• AIM OF THE TASK: Format each line of the records below as a row in a Markdown table with two columns, Row and Line, where Row holds the row number. Skip blank lines and leave the pictures out.

Labeled-object pointing records:
--- start ---
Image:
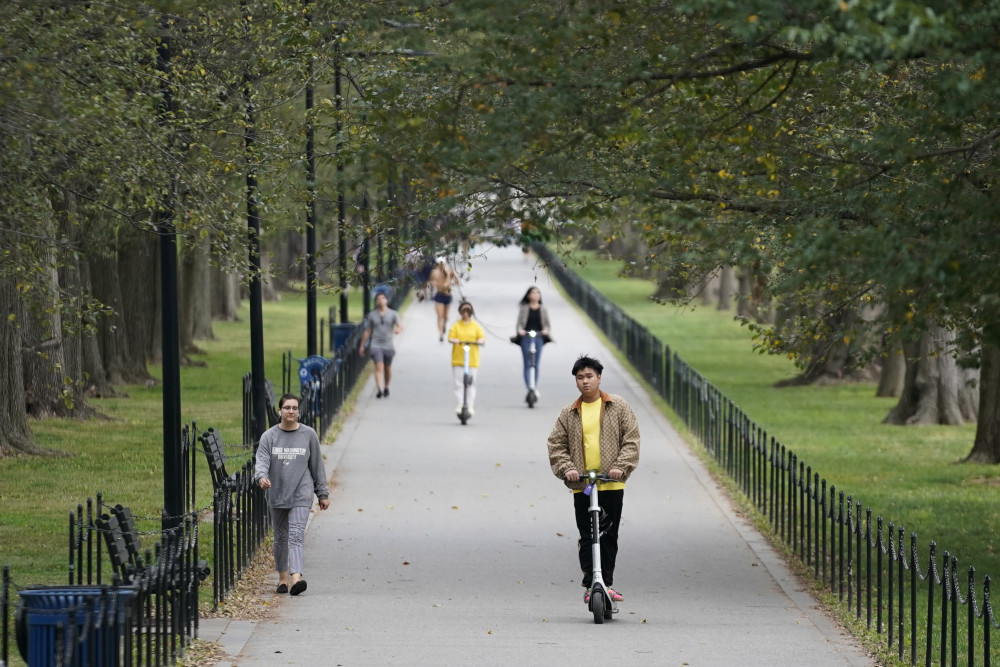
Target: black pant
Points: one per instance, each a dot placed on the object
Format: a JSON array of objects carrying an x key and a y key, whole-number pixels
[{"x": 611, "y": 502}]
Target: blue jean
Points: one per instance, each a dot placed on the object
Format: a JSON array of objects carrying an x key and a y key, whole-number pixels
[{"x": 526, "y": 356}]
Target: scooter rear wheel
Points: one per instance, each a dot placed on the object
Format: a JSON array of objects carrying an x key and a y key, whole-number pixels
[{"x": 597, "y": 605}]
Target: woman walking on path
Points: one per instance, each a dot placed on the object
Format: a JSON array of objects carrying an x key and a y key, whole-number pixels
[
  {"x": 466, "y": 330},
  {"x": 381, "y": 325},
  {"x": 290, "y": 467},
  {"x": 532, "y": 316}
]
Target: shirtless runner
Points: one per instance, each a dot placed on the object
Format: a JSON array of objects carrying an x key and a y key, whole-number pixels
[{"x": 442, "y": 278}]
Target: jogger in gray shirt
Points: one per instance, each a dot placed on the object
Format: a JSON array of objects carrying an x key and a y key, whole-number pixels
[{"x": 290, "y": 466}]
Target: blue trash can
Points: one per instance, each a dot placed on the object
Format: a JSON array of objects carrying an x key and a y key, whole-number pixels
[
  {"x": 73, "y": 625},
  {"x": 339, "y": 333}
]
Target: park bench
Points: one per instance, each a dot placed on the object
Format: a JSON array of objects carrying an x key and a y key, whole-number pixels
[
  {"x": 125, "y": 552},
  {"x": 215, "y": 452}
]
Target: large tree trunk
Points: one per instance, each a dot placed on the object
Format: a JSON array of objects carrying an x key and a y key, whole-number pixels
[
  {"x": 986, "y": 448},
  {"x": 15, "y": 433},
  {"x": 936, "y": 390},
  {"x": 48, "y": 390},
  {"x": 892, "y": 380}
]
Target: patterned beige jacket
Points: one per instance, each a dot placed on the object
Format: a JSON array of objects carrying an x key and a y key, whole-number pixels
[{"x": 619, "y": 439}]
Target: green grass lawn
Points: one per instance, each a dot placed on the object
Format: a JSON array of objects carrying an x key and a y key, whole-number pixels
[
  {"x": 120, "y": 454},
  {"x": 911, "y": 476}
]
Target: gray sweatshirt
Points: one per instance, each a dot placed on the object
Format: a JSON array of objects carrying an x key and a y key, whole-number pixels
[{"x": 293, "y": 463}]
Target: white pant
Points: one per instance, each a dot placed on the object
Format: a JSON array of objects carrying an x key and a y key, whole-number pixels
[
  {"x": 289, "y": 538},
  {"x": 459, "y": 372}
]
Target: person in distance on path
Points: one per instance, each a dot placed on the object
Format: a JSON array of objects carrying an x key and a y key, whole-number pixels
[
  {"x": 380, "y": 325},
  {"x": 290, "y": 467},
  {"x": 466, "y": 330},
  {"x": 597, "y": 431},
  {"x": 531, "y": 316},
  {"x": 442, "y": 278}
]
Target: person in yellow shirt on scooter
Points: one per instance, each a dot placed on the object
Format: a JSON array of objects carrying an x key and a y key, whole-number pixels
[{"x": 466, "y": 330}]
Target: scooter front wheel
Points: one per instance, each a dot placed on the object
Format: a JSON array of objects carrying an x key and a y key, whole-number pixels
[{"x": 597, "y": 605}]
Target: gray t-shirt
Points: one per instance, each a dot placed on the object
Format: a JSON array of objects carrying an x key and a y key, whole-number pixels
[
  {"x": 294, "y": 464},
  {"x": 382, "y": 326}
]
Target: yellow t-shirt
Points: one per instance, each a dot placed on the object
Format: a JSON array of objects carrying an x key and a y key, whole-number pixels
[
  {"x": 590, "y": 415},
  {"x": 466, "y": 332}
]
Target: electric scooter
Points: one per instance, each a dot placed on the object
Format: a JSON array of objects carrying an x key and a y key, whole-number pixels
[
  {"x": 601, "y": 604},
  {"x": 464, "y": 414},
  {"x": 532, "y": 370}
]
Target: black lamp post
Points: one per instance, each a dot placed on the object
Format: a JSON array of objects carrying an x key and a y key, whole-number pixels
[
  {"x": 310, "y": 211},
  {"x": 173, "y": 478}
]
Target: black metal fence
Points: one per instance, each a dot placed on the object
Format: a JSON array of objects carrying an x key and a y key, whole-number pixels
[
  {"x": 124, "y": 604},
  {"x": 925, "y": 614},
  {"x": 240, "y": 518}
]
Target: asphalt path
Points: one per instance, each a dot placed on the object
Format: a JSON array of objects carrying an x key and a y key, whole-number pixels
[{"x": 455, "y": 545}]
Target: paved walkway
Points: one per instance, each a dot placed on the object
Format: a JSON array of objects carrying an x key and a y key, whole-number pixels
[{"x": 455, "y": 545}]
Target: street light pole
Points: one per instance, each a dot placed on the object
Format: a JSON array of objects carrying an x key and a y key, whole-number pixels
[
  {"x": 259, "y": 424},
  {"x": 341, "y": 213},
  {"x": 310, "y": 209},
  {"x": 173, "y": 478}
]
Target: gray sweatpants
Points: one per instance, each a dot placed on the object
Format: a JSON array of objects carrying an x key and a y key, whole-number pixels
[{"x": 289, "y": 538}]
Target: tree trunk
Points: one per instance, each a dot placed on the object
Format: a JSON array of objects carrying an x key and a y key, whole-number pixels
[
  {"x": 136, "y": 273},
  {"x": 225, "y": 295},
  {"x": 268, "y": 286},
  {"x": 753, "y": 303},
  {"x": 112, "y": 329},
  {"x": 195, "y": 298},
  {"x": 892, "y": 379},
  {"x": 15, "y": 433},
  {"x": 726, "y": 288},
  {"x": 936, "y": 390},
  {"x": 293, "y": 255},
  {"x": 986, "y": 448},
  {"x": 48, "y": 390}
]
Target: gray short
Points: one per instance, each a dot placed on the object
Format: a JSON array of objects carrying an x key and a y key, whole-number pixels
[{"x": 382, "y": 355}]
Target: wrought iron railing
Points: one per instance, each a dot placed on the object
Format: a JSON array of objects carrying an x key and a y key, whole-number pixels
[
  {"x": 924, "y": 613},
  {"x": 123, "y": 604}
]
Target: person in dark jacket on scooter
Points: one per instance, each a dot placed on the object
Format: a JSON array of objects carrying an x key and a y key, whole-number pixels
[{"x": 598, "y": 431}]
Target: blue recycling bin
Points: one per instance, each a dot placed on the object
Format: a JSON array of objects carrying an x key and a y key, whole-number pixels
[
  {"x": 339, "y": 333},
  {"x": 72, "y": 625},
  {"x": 311, "y": 367}
]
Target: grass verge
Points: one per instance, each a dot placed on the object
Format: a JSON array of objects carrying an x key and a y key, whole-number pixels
[{"x": 909, "y": 475}]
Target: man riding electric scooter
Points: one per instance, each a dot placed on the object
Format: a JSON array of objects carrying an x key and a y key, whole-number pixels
[{"x": 598, "y": 431}]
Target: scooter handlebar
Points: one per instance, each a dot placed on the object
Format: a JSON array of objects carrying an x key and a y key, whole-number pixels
[{"x": 595, "y": 476}]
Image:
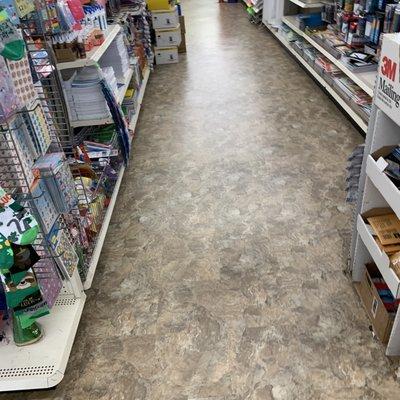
--- end ---
• ANSWER:
| Row | Line |
|---|---|
| 1 | Image: |
| 2 | Target: black pant |
| 3 | Points: one per instance, each a dot placed on the object |
| 4 | Format: a JSON array of objects carrying an x key and a y key, whole-number pixels |
| 5 | [{"x": 611, "y": 502}] |
| 6 | Target: blue jean |
| 7 | Points: one per instance, each a dot placed on the object |
| 8 | Format: a JSON array of objects carrying an x key and a y key, whole-number pixels |
| 9 | [{"x": 526, "y": 356}] |
| 10 | Target: scooter rear wheel |
| 11 | Points: one per instance, each a dot placed on the object |
| 12 | Format: a JSON array of objects carrying an x key and a y key, whole-number pixels |
| 13 | [{"x": 597, "y": 605}] |
| 14 | Target: woman walking on path |
| 15 | Points: one per instance, each a dot placed on the object |
| 16 | Format: a JSON array of objects carrying an x key and a y key, whole-number pixels |
| 17 | [ |
| 18 |   {"x": 466, "y": 330}, |
| 19 |   {"x": 381, "y": 325}, |
| 20 |   {"x": 290, "y": 467}, |
| 21 |   {"x": 532, "y": 316} |
| 22 | ] |
| 23 | Target: shirtless runner |
| 24 | Points: one per instance, each a dot placed on the object |
| 25 | Format: a JSON array of objects carrying an x key and a y key, whole-number pixels |
| 26 | [{"x": 442, "y": 278}] |
| 27 | Target: jogger in gray shirt |
| 28 | Points: one per instance, each a dot placed on the object |
| 29 | Format: a JSON array of objects carrying an x key and a y key, whole-number pixels |
| 30 | [{"x": 290, "y": 466}] |
| 31 | Target: blue trash can |
| 32 | Points: one per instance, each a dot placed on the object |
| 33 | Format: a JSON array of objects carrying an x key and a y key, whole-number pixels |
| 34 | [ |
| 35 |   {"x": 73, "y": 625}, |
| 36 |   {"x": 339, "y": 333} |
| 37 | ] |
| 38 | Target: park bench |
| 39 | Points: one per instance, each a dot placed on the object |
| 40 | Format: a JSON array of objects carrying an x key and a y key, whole-number pixels |
| 41 | [ |
| 42 |   {"x": 125, "y": 552}, |
| 43 |   {"x": 215, "y": 452} |
| 44 | ] |
| 45 | Target: large tree trunk |
| 46 | Points: one per instance, each a dot placed on the object |
| 47 | Format: a JSON array of objects carrying an x key and a y key, whole-number pixels |
| 48 | [ |
| 49 |   {"x": 986, "y": 448}, |
| 50 |   {"x": 15, "y": 433}, |
| 51 |   {"x": 936, "y": 390}, |
| 52 |   {"x": 48, "y": 390}, |
| 53 |   {"x": 892, "y": 380} |
| 54 | ] |
| 55 | Target: patterned beige jacket |
| 56 | Points: one per instance, each a dot placed on the object |
| 57 | Format: a JSON array of objects carrying an x key and a y key, whole-number pixels |
| 58 | [{"x": 619, "y": 439}] |
| 59 | Target: green grass lawn |
| 60 | Points: one per instance, each a dot placed on the object |
| 61 | Format: a JSON array of objects carrying an x key and a y key, whole-number pixels |
| 62 | [ |
| 63 |   {"x": 120, "y": 454}, |
| 64 |   {"x": 911, "y": 476} |
| 65 | ] |
| 66 | Target: gray sweatshirt |
| 67 | Points: one per instance, each a dot placed on the object |
| 68 | Format: a JSON array of objects carrying an x key and a y key, whole-number pixels |
| 69 | [{"x": 293, "y": 463}] |
| 70 | Target: white pant |
| 71 | Points: one per instance, each a dot placed on the object |
| 72 | Format: a JSON array of objects carrying an x key and a y key, whole-number pixels |
| 73 | [ |
| 74 |   {"x": 289, "y": 538}, |
| 75 |   {"x": 459, "y": 372} |
| 76 | ] |
| 77 | Target: person in distance on path |
| 78 | Points: one per instance, each a dot placed on the object |
| 79 | Format: a JSON array of objects carrying an x key and a y key, whole-number pixels |
| 80 | [ |
| 81 |   {"x": 380, "y": 325}, |
| 82 |   {"x": 290, "y": 467}, |
| 83 |   {"x": 466, "y": 330}, |
| 84 |   {"x": 597, "y": 431}, |
| 85 |   {"x": 531, "y": 316}, |
| 86 |   {"x": 442, "y": 278} |
| 87 | ] |
| 88 | Target: person in yellow shirt on scooter |
| 89 | Points: one per instance, each a dot placed on the object |
| 90 | Format: a JSON array of objects carrying an x key and a y key, whole-number pixels |
| 91 | [{"x": 466, "y": 330}] |
| 92 | Target: scooter front wheel |
| 93 | Points: one per instance, each a dot placed on the object |
| 94 | Format: a JSON array of objects carrying an x key and a y key, whole-number pixels |
| 95 | [{"x": 597, "y": 605}] |
| 96 | Target: gray t-shirt |
| 97 | Points: one per instance, each a dot placed on the object |
| 98 | Format: a JSON array of objects carrying an x key and a y key, whole-number pixels |
| 99 | [ |
| 100 |   {"x": 294, "y": 464}, |
| 101 |   {"x": 382, "y": 326} |
| 102 | ] |
| 103 | Target: yellow t-shirt |
| 104 | Points: one per instance, each a dot placed on the object |
| 105 | Format: a JSON array of objects carrying an x key and a y key, whole-number pixels |
| 106 | [ |
| 107 |   {"x": 590, "y": 415}, |
| 108 |   {"x": 466, "y": 332} |
| 109 | ] |
| 110 | Target: electric scooter |
| 111 | Points: one per instance, each a dot placed on the object |
| 112 | Format: a JSON array of objects carrying an x key and a y key, whole-number pixels |
| 113 | [ |
| 114 |   {"x": 601, "y": 604}, |
| 115 |   {"x": 464, "y": 414}, |
| 116 |   {"x": 532, "y": 370} |
| 117 | ] |
| 118 | Target: black lamp post |
| 119 | Points: one per instance, each a dot placed on the object |
| 120 | Format: a JSON array of objects carrying an x key and a y key, whole-number pixels |
| 121 | [ |
| 122 |   {"x": 310, "y": 211}, |
| 123 |   {"x": 173, "y": 478} |
| 124 | ] |
| 125 | Target: black metal fence |
| 126 | Points: one per instance, each a dot placed on the object |
| 127 | Format: a JSON array of objects carrying an x key and a y key, whole-number pixels |
| 128 | [ |
| 129 |   {"x": 124, "y": 604}, |
| 130 |   {"x": 925, "y": 614}, |
| 131 |   {"x": 240, "y": 518} |
| 132 | ] |
| 133 | Target: asphalt path |
| 134 | Points: one per instance, each a dot placed on the object |
| 135 | Format: a JSON array of objects carrying an x key and a y key, whole-number pixels |
| 136 | [{"x": 455, "y": 545}] |
| 137 | Target: paved walkway |
| 138 | Points: one per instance, each a dot placed on the object |
| 139 | Format: a JSON array of objects carrying an x key and a y key, whole-number pixels |
| 140 | [{"x": 455, "y": 545}] |
| 141 | Target: street light pole |
| 142 | Points: one per instance, each a dot placed on the object |
| 143 | Format: a JSON array of objects carrying an x key and a y key, whole-number pixels |
| 144 | [ |
| 145 |   {"x": 259, "y": 424}, |
| 146 |   {"x": 341, "y": 213}, |
| 147 |   {"x": 310, "y": 209}, |
| 148 |   {"x": 173, "y": 478} |
| 149 | ] |
| 150 | Target: gray sweatpants |
| 151 | Points: one per instance, each a dot placed on the object |
| 152 | Format: a JSON array of objects carrying an x key and a y key, whole-number pixels |
| 153 | [{"x": 289, "y": 538}] |
| 154 | Target: tree trunk |
| 155 | Points: one per instance, each a dot placed on the object |
| 156 | Format: a JSON array of objects carrying an x key and a y key, whole-number pixels |
| 157 | [ |
| 158 |   {"x": 136, "y": 273}, |
| 159 |   {"x": 225, "y": 295}, |
| 160 |   {"x": 268, "y": 286}, |
| 161 |   {"x": 753, "y": 303}, |
| 162 |   {"x": 112, "y": 329}, |
| 163 |   {"x": 195, "y": 298}, |
| 164 |   {"x": 892, "y": 379}, |
| 165 |   {"x": 15, "y": 433}, |
| 166 |   {"x": 726, "y": 288}, |
| 167 |   {"x": 936, "y": 390}, |
| 168 |   {"x": 293, "y": 255}, |
| 169 |   {"x": 986, "y": 448}, |
| 170 |   {"x": 48, "y": 390} |
| 171 | ] |
| 172 | Target: gray short |
| 173 | Points: one per instance, each a dot placed on the object |
| 174 | Format: a JSON array of objects carrying an x key and a y key, whole-number pixels |
| 175 | [{"x": 382, "y": 355}] |
| 176 | Target: wrought iron railing |
| 177 | Points: one per instance, each a dot placed on the object |
| 178 | Format: a JSON array of objects carrying an x key and a y key, whole-number pixels |
| 179 | [ |
| 180 |   {"x": 924, "y": 613}, |
| 181 |   {"x": 123, "y": 604} |
| 182 | ] |
| 183 | Target: person in dark jacket on scooter |
| 184 | Points: one per instance, each a dot placed on the object |
| 185 | Format: a JSON array of objects carrying an x key and a y key, whole-number pixels |
| 186 | [{"x": 598, "y": 431}] |
| 187 | Target: blue recycling bin |
| 188 | Points: one per instance, each a dot placed on the object |
| 189 | Format: a JSON array of objects carrying an x key and a y key, whole-number pixels |
| 190 | [ |
| 191 |   {"x": 339, "y": 333}, |
| 192 |   {"x": 72, "y": 625}, |
| 193 |   {"x": 311, "y": 367} |
| 194 | ] |
| 195 | Target: grass verge |
| 196 | Points: one per instance, each a dot placed on the object |
| 197 | Format: a JSON array of objects carrying an x key and a y key, whole-number pixels |
| 198 | [{"x": 909, "y": 475}] |
| 199 | Target: man riding electric scooter |
| 200 | Points: one per instance, each a dot placed on the object |
| 201 | Format: a JSON array of objects carrying an x key and a y key, whole-number pixels |
| 202 | [{"x": 598, "y": 431}] |
| 203 | Target: scooter handlebar |
| 204 | Points: one per instance, each a dot placed on the object |
| 205 | Format: a JSON array of objects carrying an x key and a y key, whole-number pixels |
| 206 | [{"x": 595, "y": 476}] |
| 207 | Image: |